Examples of point labeling
>> Begin

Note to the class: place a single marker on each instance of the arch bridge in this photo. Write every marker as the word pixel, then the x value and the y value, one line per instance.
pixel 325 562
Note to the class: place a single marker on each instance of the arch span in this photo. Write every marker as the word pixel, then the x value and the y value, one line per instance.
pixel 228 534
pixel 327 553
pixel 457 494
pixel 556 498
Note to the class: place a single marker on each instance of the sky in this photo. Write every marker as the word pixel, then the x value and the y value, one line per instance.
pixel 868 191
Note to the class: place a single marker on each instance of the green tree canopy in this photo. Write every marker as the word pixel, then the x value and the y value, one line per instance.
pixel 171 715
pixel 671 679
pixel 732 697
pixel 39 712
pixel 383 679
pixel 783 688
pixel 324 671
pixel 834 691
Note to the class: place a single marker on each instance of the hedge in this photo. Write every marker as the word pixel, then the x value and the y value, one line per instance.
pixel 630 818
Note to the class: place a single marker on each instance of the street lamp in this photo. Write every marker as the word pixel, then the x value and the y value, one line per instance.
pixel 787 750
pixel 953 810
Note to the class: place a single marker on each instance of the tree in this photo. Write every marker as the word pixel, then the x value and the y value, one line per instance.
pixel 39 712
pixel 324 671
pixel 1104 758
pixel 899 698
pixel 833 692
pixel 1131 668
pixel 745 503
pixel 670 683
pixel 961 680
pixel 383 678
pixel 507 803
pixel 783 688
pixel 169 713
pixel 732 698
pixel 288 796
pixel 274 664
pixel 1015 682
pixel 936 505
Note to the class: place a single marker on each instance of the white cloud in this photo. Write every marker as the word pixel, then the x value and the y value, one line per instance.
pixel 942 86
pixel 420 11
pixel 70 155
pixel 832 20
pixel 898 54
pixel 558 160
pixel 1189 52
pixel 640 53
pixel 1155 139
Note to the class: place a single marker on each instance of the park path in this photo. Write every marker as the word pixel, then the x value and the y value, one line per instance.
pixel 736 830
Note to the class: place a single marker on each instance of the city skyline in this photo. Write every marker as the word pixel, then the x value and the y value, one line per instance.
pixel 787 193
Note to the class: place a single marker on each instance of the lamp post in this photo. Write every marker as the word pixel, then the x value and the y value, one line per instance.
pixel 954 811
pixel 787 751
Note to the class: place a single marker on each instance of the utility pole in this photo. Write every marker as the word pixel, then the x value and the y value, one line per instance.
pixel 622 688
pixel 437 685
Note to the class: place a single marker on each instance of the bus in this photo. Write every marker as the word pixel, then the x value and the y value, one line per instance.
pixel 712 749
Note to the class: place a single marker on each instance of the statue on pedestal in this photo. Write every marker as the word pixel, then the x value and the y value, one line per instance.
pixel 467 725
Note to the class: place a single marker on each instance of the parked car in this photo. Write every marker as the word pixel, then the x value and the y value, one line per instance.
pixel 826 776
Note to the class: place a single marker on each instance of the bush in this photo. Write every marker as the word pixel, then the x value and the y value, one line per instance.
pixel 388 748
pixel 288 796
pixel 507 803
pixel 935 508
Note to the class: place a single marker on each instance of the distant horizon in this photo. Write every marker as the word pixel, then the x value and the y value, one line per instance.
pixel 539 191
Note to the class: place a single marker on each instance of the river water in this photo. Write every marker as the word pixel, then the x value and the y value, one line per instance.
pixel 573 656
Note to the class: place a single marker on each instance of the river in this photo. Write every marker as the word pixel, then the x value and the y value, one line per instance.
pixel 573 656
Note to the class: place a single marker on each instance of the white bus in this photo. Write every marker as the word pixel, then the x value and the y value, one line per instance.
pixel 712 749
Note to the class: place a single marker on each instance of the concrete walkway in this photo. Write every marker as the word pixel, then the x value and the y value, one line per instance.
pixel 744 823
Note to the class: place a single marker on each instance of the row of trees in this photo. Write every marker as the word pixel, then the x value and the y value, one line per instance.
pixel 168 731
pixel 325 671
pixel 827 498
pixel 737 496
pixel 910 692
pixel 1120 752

>> End

GIVEN PROBLEM -
Reproduce verbatim everything from the line containing "the park path" down to the line containing "pixel 467 725", including both of those lines.

WRITTEN ANSWER -
Note to the class: place a single marker on each instance of the park path in this photo. Write every marker as the word pixel, then the x value and the y value, one line per instance.
pixel 736 830
Note to the class: place a single marker on each instance of the city skyline in this photo. Write every marker as the word pixel, then the x value and the y value, one line per instance.
pixel 787 193
Note to the class: place a single marker on each instance of the lamp post in this photo. Write every marker as the word pixel, then the x value and the y value, one line per instance.
pixel 954 811
pixel 787 751
Note to the class: place a single marker on each instance of the utility pole in this photo. Write every marker as the word pixel, then the x value and the y value, one line per instance.
pixel 622 688
pixel 437 685
Note to the class: place a single marker on each instance of the bus in this photo. Write every marker as the word pixel, then the x value and the y value, one line per instance.
pixel 712 749
Note to the class: place a single marker on each instance of the statue on pedestal in this photo. Write every marker as the word pixel, then the x value and the y value, one line per instance.
pixel 467 725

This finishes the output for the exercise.